Wie verträgt sich der Islamismus mit unserer Freiheit? Gibt es Gründe, Politikern zu vertrauen? Welche Schönheiten birgt die Globalisierung?
Ein Gespräch mit der ungarischen Philosophin Ágnes Heller über die Schwächen demokratischer Gesellschaften, die radikale Absage an Utopien und die Wurzeln des europäischen Antiamerikanismus.

IP: Frau Professor Heller, Sie haben in ihrem Leben immer wieder über Glauben und Vertrauen in der Politik geschrieben – und in die Politik. Gibt uns die Politik noch Anlass zum Glauben, zum Vertrauen?

Heller: Man braucht an Politiker nicht zu glauben. Man glaubt ja nur an einen Diktator oder einen König. Aber in der Demokratie glaubt man nicht an einen Politiker, der fordert das auch gar nicht. Glaube ist etwas Unbedingtes. Und in der demokratischen Politik gibt es nichts Unbedingtes, nur Bedingtes. Vertrauen kann man geben, und man kann es wieder nehmen. Dem demokratischen Politiker kann man vertrauen, so er denn ein redlicher Politiker ist. Aber das ist nie absolut, das ist nicht unbedingt.

IP: Kann man denn an die Demokratie als Ideal glauben?

Heller: Demokratie ist kein Ideal. Ich denke, Churchill hatte recht: Die Demokratie ist eine schlechte politische Ordnung, aber noch immer die beste, die wir haben. Warum? Weil niemand für das ganze Leben einen Staat lenken und beherrschen kann. Man wählt Menschen auf Zeit, für drei Jahre oder fünf Jahre. Politiker haben Zeit und die Möglichkeit, Gedanken zu entwickeln, Programme zu verwirklichen, und die Leute sehen, ob sie dies tun oder nicht. Das heißt nicht, dass ich in die Bevölkerung größeres Vertrauen habe als in die Politiker – nur ebenso großes Vertrauen. Und ich glaube auch nicht, mit Aristoteles, dass, wenn tausend Menschen zusammen sind, ihr Urteil besser ist als das Urteil eines einzigen Menschen.

Datenauszug:
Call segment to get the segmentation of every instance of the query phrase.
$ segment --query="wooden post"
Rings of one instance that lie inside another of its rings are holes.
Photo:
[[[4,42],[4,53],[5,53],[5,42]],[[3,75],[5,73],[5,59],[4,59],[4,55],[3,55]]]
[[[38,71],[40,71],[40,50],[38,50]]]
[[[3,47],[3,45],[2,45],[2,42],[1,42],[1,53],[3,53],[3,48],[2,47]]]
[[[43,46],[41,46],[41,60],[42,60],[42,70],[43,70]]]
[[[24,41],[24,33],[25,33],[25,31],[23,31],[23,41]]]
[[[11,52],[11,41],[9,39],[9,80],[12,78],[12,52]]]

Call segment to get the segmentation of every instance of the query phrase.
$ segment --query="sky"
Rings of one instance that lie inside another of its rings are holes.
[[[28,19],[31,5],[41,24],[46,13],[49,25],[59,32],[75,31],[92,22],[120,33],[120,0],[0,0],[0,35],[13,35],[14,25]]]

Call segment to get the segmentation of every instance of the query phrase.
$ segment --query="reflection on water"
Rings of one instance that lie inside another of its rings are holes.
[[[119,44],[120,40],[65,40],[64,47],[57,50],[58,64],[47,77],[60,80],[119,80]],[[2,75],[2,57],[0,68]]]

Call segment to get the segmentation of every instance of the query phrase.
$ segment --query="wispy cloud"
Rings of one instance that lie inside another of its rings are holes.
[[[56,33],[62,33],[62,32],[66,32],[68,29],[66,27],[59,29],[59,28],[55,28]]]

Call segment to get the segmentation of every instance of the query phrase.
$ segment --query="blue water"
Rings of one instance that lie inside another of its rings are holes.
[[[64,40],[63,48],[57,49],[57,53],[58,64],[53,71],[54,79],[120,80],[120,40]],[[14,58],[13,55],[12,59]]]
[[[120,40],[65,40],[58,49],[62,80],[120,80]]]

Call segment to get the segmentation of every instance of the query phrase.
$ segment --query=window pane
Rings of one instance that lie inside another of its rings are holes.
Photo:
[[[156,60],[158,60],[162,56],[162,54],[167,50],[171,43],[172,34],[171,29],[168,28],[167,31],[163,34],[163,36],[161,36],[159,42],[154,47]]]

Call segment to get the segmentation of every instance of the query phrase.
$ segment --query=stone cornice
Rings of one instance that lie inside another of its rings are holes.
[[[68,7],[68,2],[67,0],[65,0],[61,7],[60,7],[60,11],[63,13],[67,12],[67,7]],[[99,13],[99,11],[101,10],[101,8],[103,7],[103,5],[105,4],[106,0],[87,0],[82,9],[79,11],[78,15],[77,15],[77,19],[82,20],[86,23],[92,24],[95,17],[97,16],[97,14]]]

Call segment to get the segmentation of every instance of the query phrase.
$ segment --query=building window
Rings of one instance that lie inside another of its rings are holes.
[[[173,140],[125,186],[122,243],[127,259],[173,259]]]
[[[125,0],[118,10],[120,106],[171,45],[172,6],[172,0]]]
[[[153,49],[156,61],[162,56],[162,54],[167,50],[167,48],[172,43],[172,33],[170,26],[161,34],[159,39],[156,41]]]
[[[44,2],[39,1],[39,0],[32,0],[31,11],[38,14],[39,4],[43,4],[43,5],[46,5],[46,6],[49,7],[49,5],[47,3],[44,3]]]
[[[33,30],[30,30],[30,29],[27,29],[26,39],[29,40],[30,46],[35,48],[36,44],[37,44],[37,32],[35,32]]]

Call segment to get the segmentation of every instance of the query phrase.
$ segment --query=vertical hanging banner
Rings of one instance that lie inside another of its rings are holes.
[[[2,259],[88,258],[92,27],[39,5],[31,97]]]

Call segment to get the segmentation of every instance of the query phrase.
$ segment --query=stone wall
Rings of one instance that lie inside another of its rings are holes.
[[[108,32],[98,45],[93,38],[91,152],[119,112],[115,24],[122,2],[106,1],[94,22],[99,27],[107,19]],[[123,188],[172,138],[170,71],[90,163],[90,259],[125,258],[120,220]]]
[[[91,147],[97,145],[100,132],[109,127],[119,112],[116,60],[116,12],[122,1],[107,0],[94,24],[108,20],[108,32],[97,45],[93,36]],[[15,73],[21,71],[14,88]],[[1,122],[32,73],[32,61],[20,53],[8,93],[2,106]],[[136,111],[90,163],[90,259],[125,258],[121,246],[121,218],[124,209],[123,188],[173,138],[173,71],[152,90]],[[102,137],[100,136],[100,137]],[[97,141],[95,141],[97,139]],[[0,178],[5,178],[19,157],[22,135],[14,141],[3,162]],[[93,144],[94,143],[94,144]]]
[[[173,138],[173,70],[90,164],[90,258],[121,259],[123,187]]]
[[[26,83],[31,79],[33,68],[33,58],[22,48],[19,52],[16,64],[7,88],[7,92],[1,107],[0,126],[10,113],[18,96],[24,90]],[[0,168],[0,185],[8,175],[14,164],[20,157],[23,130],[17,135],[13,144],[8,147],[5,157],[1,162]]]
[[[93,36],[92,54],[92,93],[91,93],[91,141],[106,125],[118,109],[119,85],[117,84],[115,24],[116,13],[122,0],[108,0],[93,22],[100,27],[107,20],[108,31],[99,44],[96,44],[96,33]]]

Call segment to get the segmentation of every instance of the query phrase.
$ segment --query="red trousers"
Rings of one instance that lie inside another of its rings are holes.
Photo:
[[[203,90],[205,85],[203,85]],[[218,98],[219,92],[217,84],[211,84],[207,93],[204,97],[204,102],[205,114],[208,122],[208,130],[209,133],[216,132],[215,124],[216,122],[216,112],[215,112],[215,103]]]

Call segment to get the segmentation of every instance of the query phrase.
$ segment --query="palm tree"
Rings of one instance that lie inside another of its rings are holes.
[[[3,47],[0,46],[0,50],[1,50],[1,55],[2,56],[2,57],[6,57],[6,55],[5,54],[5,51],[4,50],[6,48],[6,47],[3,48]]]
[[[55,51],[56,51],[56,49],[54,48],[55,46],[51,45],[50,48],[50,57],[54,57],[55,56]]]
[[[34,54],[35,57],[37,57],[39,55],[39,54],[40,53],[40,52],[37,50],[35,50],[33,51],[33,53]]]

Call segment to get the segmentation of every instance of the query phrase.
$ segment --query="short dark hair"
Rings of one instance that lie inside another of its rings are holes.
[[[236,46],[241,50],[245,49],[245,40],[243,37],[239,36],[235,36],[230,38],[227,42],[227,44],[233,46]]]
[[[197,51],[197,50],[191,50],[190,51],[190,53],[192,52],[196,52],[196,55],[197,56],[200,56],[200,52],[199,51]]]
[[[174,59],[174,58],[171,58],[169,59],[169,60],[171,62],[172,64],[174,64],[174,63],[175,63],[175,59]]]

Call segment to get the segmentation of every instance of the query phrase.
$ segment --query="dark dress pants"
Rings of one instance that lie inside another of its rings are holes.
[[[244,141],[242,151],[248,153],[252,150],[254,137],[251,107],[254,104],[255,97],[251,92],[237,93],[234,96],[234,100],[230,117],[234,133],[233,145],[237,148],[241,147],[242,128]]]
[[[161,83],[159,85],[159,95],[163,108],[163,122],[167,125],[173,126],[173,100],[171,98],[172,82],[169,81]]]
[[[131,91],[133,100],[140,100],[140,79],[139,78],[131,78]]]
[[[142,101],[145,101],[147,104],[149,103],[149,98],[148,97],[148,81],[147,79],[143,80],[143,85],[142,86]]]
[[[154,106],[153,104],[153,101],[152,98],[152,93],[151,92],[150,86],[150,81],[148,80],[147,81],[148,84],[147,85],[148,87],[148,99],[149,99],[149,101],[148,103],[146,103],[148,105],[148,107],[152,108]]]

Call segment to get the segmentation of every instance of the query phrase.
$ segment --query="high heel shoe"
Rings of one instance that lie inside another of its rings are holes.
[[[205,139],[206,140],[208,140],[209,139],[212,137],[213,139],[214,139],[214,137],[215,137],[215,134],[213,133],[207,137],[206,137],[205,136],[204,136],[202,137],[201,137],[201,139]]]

Übungsaufgabe 1: Nennen Sie alle Personen, die im Interview mit Ágnes Heller namentlich vorkommen.
Übungsaufgabe 2: Für welche Zeiträume werden Menschen laut Heller im Interview über Demokratie gewählt?
Übungsaufgabe 3: Führen Sie das Interview mit Ágnes Heller über Demokratie und Vertrauen in der Politik im selben Stil weiter.

Lösung 1: Ágnes Heller, Churchill, Aristoteles

Lösung 2: Für drei Jahre oder fünf Jahre.

Lösung 3:
IP: Aristoteles irrte?

Heller: Ja, das stimmt doch nicht! Politik ist eben etwas, wo es keine festen Regeln gibt, auch keine Gesetze, sondern allein die Größe der Prozentzahlen. Da passiert sehr viel zufällig. Wir können wählen, wir können etwas zurücknehmen, wir können unsere Fehler einsehen. Dass alles veränderbar ist, allein das ist stabil. Und in der Demokratie kann man etwas verändern, auch radikal verändern.

IP: Auch ohne Gewalt?

Heller: Ich möchte nicht mit Habermas behaupten, dass rationale Argumentation Gewalt ersetzen kann – da ist er utopisch. Aber Kompromisse, egoistische Interessen, auch rationale Begründungen – das alles zusammen kann Gewalt ersetzen. In diesem Sinne ist Demokratie die beste politische Form, die wir haben, obwohl sie sehr labil ist.

IP: Wo sehen Sie ihre größte Schwäche?

Heller: Klassische Monarchien waren stabil, das ist die Stabilität der Tradition. Die heutige Gesellschaft und ihre politischen Einrichtungen, ob Demokratie oder Diktatur, sind nicht mehr stabil. Nichts in der modernen Welt kann mehr stabil sein.

IP: Hat das auch mit einer Veränderung des Individuums zu tun? Auch in Ihrem eigenen Denken hat sich das Verständnis des Einzelnen in der Gesellschaft stark verändert.

Heller: Mit meiner Philosophie passierte etwas, das mit der heutigen Demokratie und mit der Moderne im Allgemeinen zusammenhängt. Wir alle wissen, dass metaphysische Systeme nicht mehr möglich sind. Systeme kann man nicht konstruieren, besonders, wenn es Systeme sind, die nicht zeitlich, sondern räumlich sind. Metaphysische Systeme sind räumlich, wir aber denken immer in der Zeit, auf die Zukunft hin. Zeit wurde eine der wesentlichsten philosophischen Kategorien der Moderne. Hinzu kommt, dass es heute keine philosophischen Schulen mehr gibt. Wir, die Budapester Schule, waren eine der letzten.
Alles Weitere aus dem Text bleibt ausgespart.